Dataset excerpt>
━━━
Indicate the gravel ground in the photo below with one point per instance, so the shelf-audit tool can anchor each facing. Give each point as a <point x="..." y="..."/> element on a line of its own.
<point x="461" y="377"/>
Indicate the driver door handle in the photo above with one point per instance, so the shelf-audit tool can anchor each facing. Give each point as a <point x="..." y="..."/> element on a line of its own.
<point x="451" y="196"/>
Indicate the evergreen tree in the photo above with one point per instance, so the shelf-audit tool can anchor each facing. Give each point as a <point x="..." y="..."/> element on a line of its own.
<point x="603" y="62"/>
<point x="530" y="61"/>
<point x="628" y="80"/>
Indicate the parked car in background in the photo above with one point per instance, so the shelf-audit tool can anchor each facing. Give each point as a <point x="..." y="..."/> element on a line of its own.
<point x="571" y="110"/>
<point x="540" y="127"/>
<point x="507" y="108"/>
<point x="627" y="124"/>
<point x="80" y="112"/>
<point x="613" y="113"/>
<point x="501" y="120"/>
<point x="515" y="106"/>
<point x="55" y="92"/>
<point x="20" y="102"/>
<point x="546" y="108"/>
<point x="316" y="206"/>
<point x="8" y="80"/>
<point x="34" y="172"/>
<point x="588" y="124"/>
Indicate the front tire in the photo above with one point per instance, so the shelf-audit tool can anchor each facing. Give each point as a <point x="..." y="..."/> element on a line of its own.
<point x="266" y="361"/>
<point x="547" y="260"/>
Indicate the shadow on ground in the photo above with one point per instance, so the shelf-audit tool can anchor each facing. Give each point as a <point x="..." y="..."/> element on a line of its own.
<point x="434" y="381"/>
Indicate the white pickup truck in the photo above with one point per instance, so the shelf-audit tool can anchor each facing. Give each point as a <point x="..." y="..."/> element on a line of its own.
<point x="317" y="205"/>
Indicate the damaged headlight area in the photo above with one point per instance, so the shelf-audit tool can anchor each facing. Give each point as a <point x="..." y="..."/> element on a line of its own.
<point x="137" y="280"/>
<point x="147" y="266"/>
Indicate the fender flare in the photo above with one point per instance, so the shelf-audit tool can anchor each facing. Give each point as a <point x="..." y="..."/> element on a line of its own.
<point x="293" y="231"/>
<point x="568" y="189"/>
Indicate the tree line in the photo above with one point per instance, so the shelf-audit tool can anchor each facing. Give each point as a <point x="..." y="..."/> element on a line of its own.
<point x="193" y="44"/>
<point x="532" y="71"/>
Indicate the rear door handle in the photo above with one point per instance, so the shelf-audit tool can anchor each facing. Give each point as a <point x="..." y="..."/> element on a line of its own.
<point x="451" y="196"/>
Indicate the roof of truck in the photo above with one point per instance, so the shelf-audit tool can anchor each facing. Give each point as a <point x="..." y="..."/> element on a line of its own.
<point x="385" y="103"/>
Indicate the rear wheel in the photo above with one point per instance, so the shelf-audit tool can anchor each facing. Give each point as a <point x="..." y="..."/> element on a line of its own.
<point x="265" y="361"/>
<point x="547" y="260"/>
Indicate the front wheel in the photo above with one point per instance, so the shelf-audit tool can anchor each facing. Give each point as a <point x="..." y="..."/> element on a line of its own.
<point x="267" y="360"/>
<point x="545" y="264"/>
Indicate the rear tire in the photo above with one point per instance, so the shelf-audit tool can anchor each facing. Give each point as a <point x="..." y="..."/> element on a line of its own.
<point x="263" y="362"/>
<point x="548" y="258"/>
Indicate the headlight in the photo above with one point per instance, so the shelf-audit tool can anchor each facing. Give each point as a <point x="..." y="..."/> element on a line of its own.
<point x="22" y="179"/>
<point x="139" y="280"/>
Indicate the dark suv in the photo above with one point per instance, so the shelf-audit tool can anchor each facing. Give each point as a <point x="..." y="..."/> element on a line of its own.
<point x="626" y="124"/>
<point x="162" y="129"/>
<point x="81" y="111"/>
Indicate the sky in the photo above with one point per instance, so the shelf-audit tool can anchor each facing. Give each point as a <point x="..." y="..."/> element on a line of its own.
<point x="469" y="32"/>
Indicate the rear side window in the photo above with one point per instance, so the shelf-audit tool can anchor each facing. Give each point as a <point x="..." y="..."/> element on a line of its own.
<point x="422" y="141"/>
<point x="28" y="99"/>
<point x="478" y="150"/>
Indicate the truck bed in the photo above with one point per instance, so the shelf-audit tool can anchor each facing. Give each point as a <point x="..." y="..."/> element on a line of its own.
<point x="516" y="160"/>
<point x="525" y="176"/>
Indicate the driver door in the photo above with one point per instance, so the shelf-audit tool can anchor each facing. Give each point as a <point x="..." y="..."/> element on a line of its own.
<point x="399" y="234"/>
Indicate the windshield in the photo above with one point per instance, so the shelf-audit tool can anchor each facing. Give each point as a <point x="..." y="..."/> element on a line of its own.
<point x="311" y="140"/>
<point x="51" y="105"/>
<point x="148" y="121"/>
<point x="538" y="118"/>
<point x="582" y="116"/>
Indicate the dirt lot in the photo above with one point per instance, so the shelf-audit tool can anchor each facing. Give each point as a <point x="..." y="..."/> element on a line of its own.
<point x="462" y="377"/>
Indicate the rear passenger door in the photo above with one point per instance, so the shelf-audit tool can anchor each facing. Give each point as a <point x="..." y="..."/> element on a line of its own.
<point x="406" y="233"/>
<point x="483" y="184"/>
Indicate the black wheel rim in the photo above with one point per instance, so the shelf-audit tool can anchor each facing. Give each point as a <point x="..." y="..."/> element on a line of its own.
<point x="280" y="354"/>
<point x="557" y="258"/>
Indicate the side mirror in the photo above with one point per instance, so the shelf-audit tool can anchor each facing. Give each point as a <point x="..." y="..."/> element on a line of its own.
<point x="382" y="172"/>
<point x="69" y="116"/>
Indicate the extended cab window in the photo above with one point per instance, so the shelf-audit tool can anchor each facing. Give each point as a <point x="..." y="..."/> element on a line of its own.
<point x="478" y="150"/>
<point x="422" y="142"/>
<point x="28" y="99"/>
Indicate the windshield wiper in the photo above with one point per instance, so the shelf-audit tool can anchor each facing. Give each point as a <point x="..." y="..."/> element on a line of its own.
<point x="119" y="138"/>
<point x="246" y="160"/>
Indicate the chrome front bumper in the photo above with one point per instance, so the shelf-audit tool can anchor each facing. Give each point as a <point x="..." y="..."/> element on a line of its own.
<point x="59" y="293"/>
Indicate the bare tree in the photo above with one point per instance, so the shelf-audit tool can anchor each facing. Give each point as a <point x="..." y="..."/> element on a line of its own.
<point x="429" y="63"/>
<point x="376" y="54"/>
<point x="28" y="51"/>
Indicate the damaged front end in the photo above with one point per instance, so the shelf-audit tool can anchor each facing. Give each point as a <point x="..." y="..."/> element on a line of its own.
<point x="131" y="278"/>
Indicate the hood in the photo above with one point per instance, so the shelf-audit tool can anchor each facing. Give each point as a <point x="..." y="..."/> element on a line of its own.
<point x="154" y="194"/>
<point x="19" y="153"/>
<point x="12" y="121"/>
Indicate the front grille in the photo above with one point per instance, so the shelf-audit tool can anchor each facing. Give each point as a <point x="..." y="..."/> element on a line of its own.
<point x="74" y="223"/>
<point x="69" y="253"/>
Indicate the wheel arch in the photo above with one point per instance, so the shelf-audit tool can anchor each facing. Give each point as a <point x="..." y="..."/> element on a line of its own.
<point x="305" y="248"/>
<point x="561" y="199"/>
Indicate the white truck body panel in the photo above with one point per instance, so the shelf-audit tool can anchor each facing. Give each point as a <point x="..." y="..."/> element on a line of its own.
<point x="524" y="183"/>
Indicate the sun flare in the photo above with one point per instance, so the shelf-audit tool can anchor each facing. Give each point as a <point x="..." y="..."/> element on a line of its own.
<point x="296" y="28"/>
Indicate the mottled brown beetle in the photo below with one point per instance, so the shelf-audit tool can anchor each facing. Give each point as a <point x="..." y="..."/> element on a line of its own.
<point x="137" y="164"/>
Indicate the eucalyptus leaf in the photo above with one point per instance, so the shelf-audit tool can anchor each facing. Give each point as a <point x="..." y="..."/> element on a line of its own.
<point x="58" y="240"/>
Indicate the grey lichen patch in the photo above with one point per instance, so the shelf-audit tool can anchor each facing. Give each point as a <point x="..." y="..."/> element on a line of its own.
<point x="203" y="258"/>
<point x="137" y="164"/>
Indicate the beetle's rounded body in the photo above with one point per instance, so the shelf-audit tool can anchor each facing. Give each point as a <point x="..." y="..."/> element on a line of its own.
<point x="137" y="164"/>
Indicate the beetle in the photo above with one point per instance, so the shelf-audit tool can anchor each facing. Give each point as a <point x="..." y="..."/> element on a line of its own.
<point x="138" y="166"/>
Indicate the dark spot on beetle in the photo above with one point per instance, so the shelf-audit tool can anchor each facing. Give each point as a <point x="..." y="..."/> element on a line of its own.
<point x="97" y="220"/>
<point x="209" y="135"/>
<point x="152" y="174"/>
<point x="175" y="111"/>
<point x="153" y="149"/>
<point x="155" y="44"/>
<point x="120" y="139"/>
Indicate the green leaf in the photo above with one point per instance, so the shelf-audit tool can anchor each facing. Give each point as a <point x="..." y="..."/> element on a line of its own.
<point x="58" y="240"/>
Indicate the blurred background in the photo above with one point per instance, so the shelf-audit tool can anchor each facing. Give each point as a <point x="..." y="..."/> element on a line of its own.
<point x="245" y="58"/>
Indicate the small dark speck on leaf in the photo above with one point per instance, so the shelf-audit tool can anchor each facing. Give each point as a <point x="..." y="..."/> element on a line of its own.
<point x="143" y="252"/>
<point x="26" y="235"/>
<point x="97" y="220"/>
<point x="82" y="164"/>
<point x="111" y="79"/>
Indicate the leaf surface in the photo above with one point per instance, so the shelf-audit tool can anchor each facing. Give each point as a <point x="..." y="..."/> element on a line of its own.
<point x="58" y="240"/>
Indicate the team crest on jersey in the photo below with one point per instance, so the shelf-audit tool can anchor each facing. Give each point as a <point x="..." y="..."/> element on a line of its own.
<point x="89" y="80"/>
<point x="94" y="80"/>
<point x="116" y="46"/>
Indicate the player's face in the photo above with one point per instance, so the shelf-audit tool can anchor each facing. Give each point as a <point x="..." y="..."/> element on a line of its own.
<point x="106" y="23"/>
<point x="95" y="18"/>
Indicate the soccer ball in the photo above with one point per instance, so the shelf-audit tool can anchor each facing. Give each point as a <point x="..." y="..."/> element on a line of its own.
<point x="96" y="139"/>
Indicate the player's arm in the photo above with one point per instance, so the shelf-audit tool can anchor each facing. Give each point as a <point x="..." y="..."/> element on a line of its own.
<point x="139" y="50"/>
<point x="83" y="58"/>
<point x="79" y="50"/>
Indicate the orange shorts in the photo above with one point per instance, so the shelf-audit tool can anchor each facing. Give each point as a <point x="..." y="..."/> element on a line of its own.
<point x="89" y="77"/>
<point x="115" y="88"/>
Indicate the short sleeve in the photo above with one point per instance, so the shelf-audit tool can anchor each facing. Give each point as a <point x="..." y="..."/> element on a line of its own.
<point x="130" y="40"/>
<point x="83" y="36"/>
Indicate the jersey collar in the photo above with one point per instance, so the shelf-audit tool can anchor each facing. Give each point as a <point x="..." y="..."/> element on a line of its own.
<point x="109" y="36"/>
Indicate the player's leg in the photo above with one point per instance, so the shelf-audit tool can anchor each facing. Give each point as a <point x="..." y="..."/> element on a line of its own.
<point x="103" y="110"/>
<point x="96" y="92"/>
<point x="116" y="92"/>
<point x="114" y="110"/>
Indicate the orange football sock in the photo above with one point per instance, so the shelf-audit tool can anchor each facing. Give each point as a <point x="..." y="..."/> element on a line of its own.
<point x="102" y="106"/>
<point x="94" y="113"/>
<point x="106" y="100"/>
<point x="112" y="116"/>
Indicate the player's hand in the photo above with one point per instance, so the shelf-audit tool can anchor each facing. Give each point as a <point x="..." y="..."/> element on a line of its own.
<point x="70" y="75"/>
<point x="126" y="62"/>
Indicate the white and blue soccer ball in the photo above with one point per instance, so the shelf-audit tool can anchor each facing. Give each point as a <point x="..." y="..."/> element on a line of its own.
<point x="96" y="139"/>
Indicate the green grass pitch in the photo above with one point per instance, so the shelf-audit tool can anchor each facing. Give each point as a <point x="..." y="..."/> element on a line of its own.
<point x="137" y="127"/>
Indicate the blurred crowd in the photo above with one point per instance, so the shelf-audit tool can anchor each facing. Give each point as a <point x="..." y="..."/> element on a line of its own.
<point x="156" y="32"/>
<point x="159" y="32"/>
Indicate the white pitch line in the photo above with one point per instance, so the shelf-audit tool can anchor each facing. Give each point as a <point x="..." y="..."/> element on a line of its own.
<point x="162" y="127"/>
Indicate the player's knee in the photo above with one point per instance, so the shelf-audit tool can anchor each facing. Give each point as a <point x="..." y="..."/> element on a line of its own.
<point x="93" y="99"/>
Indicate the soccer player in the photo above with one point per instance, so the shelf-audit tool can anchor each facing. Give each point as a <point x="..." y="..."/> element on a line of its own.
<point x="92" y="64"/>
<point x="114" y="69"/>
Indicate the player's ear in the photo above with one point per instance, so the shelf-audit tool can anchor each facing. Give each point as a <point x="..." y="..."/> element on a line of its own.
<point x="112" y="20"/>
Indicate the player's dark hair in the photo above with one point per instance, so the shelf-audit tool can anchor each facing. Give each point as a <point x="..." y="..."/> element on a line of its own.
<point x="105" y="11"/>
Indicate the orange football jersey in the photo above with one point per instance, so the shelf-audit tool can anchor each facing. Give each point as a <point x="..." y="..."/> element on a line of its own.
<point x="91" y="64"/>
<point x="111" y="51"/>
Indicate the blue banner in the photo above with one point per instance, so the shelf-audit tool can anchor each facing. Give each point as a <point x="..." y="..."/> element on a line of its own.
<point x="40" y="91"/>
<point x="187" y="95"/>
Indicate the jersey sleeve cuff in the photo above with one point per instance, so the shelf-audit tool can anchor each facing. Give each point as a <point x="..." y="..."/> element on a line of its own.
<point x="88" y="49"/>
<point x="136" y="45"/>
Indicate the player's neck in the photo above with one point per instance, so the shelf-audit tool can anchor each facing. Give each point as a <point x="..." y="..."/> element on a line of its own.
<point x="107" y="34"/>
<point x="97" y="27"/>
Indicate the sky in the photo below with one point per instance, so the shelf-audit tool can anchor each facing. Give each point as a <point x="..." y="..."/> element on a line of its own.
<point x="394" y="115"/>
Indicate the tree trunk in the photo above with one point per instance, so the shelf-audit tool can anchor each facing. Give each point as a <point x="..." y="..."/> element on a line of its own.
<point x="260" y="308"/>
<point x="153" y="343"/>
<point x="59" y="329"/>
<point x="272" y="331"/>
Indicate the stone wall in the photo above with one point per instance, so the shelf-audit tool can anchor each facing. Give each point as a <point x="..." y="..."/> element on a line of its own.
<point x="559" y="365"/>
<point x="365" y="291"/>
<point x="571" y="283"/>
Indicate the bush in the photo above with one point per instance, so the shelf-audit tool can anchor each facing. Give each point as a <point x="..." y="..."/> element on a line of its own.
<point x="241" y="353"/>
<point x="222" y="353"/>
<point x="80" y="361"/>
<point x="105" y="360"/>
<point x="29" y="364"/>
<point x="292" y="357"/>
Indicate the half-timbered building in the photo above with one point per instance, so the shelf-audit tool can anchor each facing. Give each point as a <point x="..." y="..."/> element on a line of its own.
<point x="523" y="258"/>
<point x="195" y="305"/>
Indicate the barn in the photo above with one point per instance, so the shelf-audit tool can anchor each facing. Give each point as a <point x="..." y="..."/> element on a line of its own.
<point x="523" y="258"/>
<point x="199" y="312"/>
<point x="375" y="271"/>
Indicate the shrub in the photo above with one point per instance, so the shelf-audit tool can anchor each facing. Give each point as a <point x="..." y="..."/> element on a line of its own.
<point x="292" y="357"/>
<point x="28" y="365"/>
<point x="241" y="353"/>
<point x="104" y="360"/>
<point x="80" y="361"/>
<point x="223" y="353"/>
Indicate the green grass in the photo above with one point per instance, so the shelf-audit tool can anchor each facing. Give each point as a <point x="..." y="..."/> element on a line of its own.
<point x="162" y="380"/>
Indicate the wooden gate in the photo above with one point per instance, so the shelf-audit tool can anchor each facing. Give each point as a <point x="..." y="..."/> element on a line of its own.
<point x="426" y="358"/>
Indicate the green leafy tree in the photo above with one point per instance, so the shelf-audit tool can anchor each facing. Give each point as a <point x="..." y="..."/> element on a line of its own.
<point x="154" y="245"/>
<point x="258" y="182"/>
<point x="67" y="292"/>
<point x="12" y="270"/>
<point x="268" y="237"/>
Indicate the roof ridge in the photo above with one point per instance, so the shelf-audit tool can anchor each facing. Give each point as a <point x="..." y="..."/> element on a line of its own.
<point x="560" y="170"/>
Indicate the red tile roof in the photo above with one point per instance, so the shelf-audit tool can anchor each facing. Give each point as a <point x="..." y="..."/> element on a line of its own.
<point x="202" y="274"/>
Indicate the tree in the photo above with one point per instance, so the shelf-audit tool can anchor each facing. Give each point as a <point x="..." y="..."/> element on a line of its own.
━━━
Given instruction> Starting at the line containing "Indicate the barn" and continuing through the last line, swap "shelf-audit tool" for "layout checker" and give those lines back with nothing else altered.

Exercise answer>
Indicate the barn in the photo above with one point per instance, so the layout checker can anchor each facing. Give each point as a <point x="..." y="..."/> element on a line of its own.
<point x="523" y="258"/>
<point x="199" y="312"/>
<point x="375" y="271"/>
Indicate the shrub in the photo above with one point per instance, so the layout checker can anchor each facing. Give each point as a <point x="..." y="..."/> element on a line of its own.
<point x="292" y="357"/>
<point x="28" y="365"/>
<point x="241" y="353"/>
<point x="104" y="360"/>
<point x="80" y="361"/>
<point x="223" y="353"/>
Indicate the green grass in the photo above with one point per instance, so the layout checker can anchor each facing. Give each point as a <point x="..." y="..."/> element on a line of its own.
<point x="162" y="380"/>
Indicate the wooden gate in the photo above with one point per instance, so the layout checker can anchor each facing. Give each point as a <point x="..." y="..."/> element on a line of its own.
<point x="426" y="358"/>
Indicate the green leafy tree in the photo above with one point per instance, so the layout checker can anchor each facing. Give each point as a <point x="..." y="..."/> element on a line of its own.
<point x="154" y="245"/>
<point x="258" y="182"/>
<point x="67" y="292"/>
<point x="12" y="270"/>
<point x="268" y="237"/>
Indicate the roof ridge in the photo above with one point per instance, so the layout checker can anchor each facing. Give each point as a <point x="..." y="..."/> element on a line of its own.
<point x="560" y="170"/>
Indicate the red tile roof in the photo above with one point per instance, so the layout checker can anchor each facing. Give each point as a <point x="..." y="..."/> element on a line of its own.
<point x="202" y="274"/>
Indicate the tree in the photo above with one point per instance, so the layout checker can anchor each facing. Give each point as a <point x="..." y="..."/> element on a line of its own.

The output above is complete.